WORK TO COMPLETE:
a - In the excerpt about the wildlife trafficking event, who wrote the October 2016 National Geographic report on the rhino horn trade?
b - Carry on with the article about the wildlife trafficking event, picking up right after its last sentence.

Segment Start: EXCERPT

The unprecedented collaboration was heralded at the National Geographic Society's headquarters on Tuesday, at an event held against the backdrop of recent news of a catastrophic plunge in the last wild populations of African elephants and other species. The meeting also set the stage for CITES CoP17, a world wildlife conference in Johannesburg at the end of this month that will bring more than a hundred governments together to review the planet's biggest wildlife challenges and opportunities.
Stories From the Front Line: Exploring Global Law Enforcement in the New Age of Wildlife Trafficking — the title of the event hosted by the National Geographic Society and the U.S. Fish and Wildlife Service (USFWS) was attended also by officials and conservation experts from 11 African nations on the frontline of poaching of elephants, rhinos, and other iconic species.
The National Geographic/FWS event coincided with the publication of the October 2016 issue of National Geographic magazine, which features a report on the rhino horn trade and rhino farming in South Africa, written by Bryan Christy, the Society's wildlife crimes investigator.
Human-Wildlife Conflict Likely to Grow
The human population is expected to grow to nine billion people by 2050, one billion more in Africa alone in the next 35 years, said National Geographic Society President and CEO Gary E. Knell, at the opening of the event. “The chances of human-wildlife conflict are going to grow, whether we like it or not. We've got to come up with solutions, whether they're in Yellowstone National Park ecosystems, or whether it's in Gorongosa [National Park in Mozambique], or in Kenya or Cameroon. We have to find ways to find a balance and figure out ways to protect the natural habitats of wildlife, and at the same time protect the human needs for survival, food, housing, education, energy, and for all the things which we deserve in human rights.”
Bryan Christy's work on wildlife crime has been cited as one of ten ways National Geographic is changing the world, Knell said. Christy, head of the Society's Special Investigations Unit (SIU) team and 2014 NG Explorer of the Year, is an award-winning journalist and a true champion for wildlife and wild places, he added. “With dedication, courage and conviction [Christy] has already produced astounding results, exposing the criminals of wildlife trafficking and sharing these stories in print, television, digital media, Facebook. That's how we can make his work amplified. That work has put elephants and the illegal trade in elephants on the priority list of many countries, including our own, and has led to numerous Internet petitions and campaigns to stop the illegal ivory trade.”

Segment End: EXCERPT
Segment Start: GIVEN DATA

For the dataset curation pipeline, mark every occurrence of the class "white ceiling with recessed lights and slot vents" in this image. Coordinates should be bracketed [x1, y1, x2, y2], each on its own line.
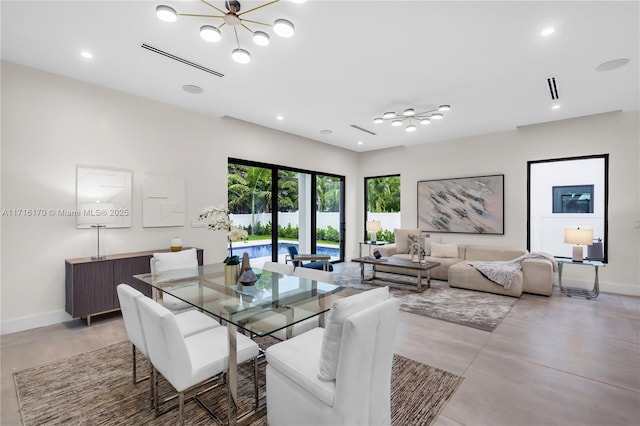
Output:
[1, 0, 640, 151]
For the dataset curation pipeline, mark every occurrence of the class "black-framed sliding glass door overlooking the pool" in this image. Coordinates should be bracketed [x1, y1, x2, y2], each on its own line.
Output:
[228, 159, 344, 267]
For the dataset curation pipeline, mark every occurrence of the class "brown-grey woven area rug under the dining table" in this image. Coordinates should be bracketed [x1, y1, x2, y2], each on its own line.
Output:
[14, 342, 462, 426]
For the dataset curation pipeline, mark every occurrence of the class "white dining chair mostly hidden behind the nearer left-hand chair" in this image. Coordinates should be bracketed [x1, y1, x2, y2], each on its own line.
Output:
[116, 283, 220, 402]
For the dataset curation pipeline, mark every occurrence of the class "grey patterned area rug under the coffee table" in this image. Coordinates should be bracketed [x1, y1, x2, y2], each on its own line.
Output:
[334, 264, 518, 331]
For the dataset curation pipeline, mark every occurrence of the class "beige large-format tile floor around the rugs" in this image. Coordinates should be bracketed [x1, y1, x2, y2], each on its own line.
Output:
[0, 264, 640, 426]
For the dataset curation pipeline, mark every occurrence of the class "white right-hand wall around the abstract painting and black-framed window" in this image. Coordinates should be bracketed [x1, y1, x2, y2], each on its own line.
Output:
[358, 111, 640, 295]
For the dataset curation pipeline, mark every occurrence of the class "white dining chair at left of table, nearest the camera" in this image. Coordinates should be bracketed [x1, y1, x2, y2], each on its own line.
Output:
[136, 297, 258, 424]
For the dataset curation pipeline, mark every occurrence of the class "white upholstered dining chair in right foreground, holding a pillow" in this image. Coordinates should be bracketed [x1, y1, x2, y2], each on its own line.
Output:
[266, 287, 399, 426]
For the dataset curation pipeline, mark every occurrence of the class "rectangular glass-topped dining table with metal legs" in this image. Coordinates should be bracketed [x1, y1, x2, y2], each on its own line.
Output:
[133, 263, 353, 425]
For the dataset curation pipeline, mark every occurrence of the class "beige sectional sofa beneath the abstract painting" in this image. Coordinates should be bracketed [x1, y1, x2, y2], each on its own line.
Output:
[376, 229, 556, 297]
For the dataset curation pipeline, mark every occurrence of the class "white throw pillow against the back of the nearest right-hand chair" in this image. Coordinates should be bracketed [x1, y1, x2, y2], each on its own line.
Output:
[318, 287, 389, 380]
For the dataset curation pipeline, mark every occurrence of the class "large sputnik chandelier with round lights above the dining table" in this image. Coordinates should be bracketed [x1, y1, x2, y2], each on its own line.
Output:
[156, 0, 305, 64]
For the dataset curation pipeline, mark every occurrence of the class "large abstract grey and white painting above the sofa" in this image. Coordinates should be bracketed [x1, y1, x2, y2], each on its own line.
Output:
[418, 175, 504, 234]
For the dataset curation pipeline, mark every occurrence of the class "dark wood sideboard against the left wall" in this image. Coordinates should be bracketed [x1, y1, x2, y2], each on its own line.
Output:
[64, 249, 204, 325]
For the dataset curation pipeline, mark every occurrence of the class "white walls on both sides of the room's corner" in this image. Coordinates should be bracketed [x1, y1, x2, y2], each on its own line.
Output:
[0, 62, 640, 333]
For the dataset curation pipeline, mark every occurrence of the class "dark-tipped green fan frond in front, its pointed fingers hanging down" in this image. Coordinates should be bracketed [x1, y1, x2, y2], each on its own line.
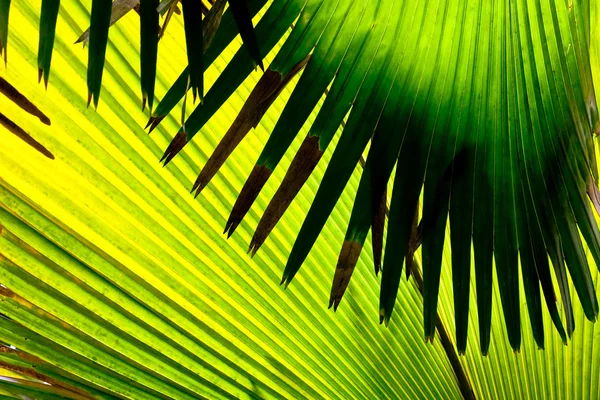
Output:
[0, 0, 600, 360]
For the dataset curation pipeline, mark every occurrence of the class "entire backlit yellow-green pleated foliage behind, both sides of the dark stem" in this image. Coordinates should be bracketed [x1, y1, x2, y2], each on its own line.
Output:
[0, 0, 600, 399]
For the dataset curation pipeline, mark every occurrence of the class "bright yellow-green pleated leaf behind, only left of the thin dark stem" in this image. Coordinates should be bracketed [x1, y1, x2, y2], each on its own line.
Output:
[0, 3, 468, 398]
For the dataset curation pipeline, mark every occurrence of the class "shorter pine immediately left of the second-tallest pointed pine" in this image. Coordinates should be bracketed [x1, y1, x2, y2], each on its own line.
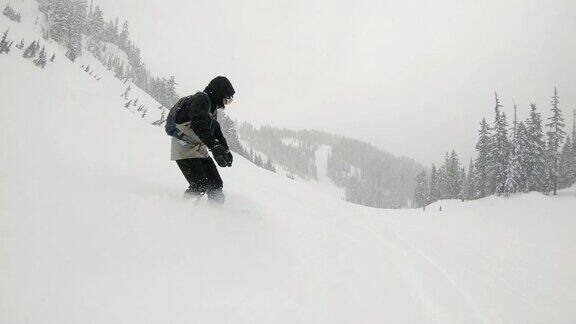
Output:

Segment End: GIVEN DATA
Segment Start: GIVEN DATA

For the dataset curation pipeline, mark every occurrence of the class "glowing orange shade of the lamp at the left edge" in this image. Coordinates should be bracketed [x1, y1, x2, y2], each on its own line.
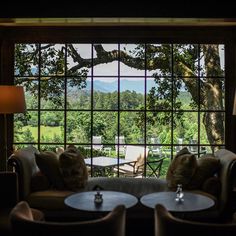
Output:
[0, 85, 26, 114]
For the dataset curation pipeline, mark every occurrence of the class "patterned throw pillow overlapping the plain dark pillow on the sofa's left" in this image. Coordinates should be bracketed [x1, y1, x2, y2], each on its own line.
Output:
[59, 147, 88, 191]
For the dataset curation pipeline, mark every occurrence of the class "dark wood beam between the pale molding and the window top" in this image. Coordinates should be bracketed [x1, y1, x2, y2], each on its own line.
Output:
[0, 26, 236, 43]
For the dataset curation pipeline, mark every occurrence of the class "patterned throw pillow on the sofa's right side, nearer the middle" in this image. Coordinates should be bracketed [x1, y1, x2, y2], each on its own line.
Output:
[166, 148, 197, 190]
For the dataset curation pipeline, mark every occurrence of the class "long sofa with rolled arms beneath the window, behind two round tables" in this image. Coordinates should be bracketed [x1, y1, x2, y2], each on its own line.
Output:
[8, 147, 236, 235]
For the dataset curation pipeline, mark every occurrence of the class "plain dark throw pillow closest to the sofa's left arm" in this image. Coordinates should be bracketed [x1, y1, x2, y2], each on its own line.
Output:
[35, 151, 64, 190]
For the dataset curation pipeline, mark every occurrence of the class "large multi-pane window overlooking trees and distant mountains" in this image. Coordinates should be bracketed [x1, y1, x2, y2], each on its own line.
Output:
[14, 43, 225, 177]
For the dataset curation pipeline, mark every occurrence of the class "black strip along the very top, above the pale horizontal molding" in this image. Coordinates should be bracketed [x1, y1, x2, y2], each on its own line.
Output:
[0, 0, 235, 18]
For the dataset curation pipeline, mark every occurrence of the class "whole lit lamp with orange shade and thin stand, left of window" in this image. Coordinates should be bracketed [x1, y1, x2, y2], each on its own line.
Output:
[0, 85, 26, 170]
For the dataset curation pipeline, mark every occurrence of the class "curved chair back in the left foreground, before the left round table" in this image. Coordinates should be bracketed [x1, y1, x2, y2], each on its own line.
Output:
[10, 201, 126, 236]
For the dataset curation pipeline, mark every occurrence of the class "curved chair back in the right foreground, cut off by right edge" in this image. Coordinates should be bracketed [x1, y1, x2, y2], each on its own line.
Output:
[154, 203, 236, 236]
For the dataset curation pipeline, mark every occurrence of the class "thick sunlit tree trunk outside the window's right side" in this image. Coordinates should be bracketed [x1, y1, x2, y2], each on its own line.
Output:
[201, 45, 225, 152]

Segment End: GIVEN DATA

SOLVED TASKS:
a - Bryan Christy, the Society's wildlife crimes investigator.

b -
Enforcement Is Key — But not Enough
David J. Hayes, Chair of the U.S. Wildlife Trafficking Alliance and Vice Chair of the President's Advisory Council on Wildlife Trafficking, said enforcement was key, both domestically in the U.S. and in Africa. “It is so fantastic that the FWS is training you all together to have an effective force,” he told the dozens of wildlife protection and law enforcement officers at the event. “But enforcement is not enough; we have to reduce the demand. As long as there are tremendous dollars chasing illegal products, it's going to be impossible for you guys to completely win,” he said.
Hayes said there was a need to develop international cooperation and public-private partnerships. “The government can't reduce demand by itself. We need all of civil society to come together. We need all of the big nonprofits in this space to not compete against each other, but to work together. And we need to recruit the corporate sector. We need new voices in this debate. We need companies that are being abused by traffickers, to step up, make sure that their supply chains are not being polluted by trafficked goods, and use their communications channels to deliver a broad message to consumers [to] ‘Watch out, don't buy this stuff. You may be the unwitting purchaser of it.'”
Hayes said the Advisory Council on Wildlife Trafficking went first to National Geographic to form a broad organization, “and with National Geographic, the World Wildlife Fund, the Wildlife Conservation Society, and the African Wildlife Foundation…we brought them under the U.S. Wildlife Trafficking Alliance banner. Then we went to the corporate world and said, we need your help…we're a nongovernmental temporary coalition bringing together the nonprofit community with the corporate community. We looked at leading companies in important sectors that traffickers were using. The e-commerce sector for example.”
Secret Sauce
The broad coalition of companies and NGOs under one umbrella speaks with one voice to help American consumers make better decisions, Hayes said.
But there's a secret sauce in this, he added. “You might say, why are you spending so much time in the U.S. consumer world when we know that the largest demand is coming from Southeast Asia. If we get global big name companies like Google, E-bay, Ralph Lauren, and others taking up this cause, communicating with their customers about the importance of this issue, that's going to affect international commerce, too. We're already seeing it happening. If we can get it done in the U.S., we think it will take fire globally as well.”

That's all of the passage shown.